### TEXTE SOURCE
################

Le fossé culturel et économique entre l’Europe d’une part, l’Asie et les Etats-Unis de l’autre va s’élargir. Outre-Atlantique, les questions de sphère privée ne sont pas du tout aussi sensibles qu’ici. Des conflits juridiques sont donc programmés.

Big Data et l’industrie de la paix de l’âme

Big Data impose pourtant aux entreprises de maximiser les données des consommateurs. Le HeathKit d’Apple et le traceur d’activité UP de Jawbone enregistrent notre activité physique, notre diététique, notre sommeil, notre rythme cardiaque. Google et Alcon effectuent des recherches sur des lentilles de contact qui mesurent le niveau de glucose des larmes. La multiplications des accessoires interconnectés renseigne de plus en plus sur notre santé et notre volonté de l’améliorer. Les assurances ne manqueront pas d’utiliser ces informations personnelles.

Dans «Foolproof» (à toute épreuve), Greg Ip, chef de la rubrique économique au Wall Street Journal, définit la branche de l’assurance,, comme «l’industrie de la paix de l’âme». En nous enlevant le risque financier lié à la maladie, l’accident, la mort, les catastrophes, «aucune autre innovation financière ne permet autant d’augmenter le bonheur», estime-t-il. Big Data offre quantité d’opportunités dans ce domaine. Mais ne risque-t-on pas un conflit entre «la recherche du bonheur» et la perte d’informations sur notre sphère privée? La question est typiquement européenne, dira-t-on.

################

### DONNÉES AFFICHÉES
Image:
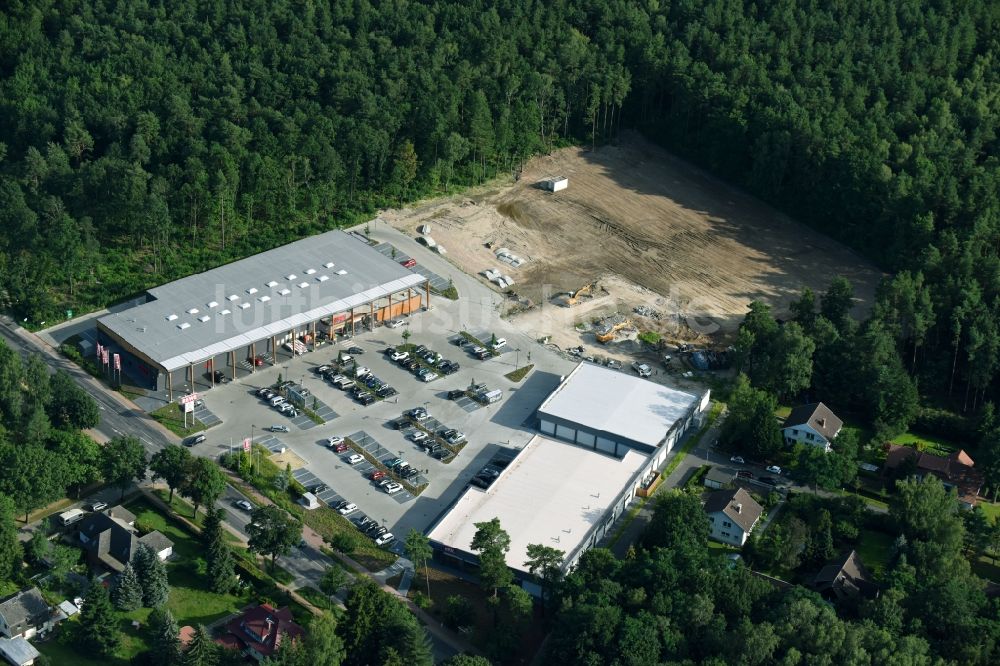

################

### VOTRE CONSIGNE
Reproduisez mot pour mot l'extrait du texte sur le Big Data et l'assurance qui commence par « Le fossé culturel » et se termine par « ces informations personnelles. ».

### RÉPONSE
Le fossé culturel et économique entre l’Europe d’une part, l’Asie et les Etats-Unis de l’autre va s’élargir. Outre-Atlantique, les questions de sphère privée ne sont pas du tout aussi sensibles qu’ici. Des conflits juridiques sont donc programmés.

Big Data et l’industrie de la paix de l’âme

Big Data impose pourtant aux entreprises de maximiser les données des consommateurs. Le HeathKit d’Apple et le traceur d’activité UP de Jawbone enregistrent notre activité physique, notre diététique, notre sommeil, notre rythme cardiaque. Google et Alcon effectuent des recherches sur des lentilles de contact qui mesurent le niveau de glucose des larmes. La multiplications des accessoires interconnectés renseigne de plus en plus sur notre santé et notre volonté de l’améliorer. Les assurances ne manqueront pas d’utiliser ces informations personnelles.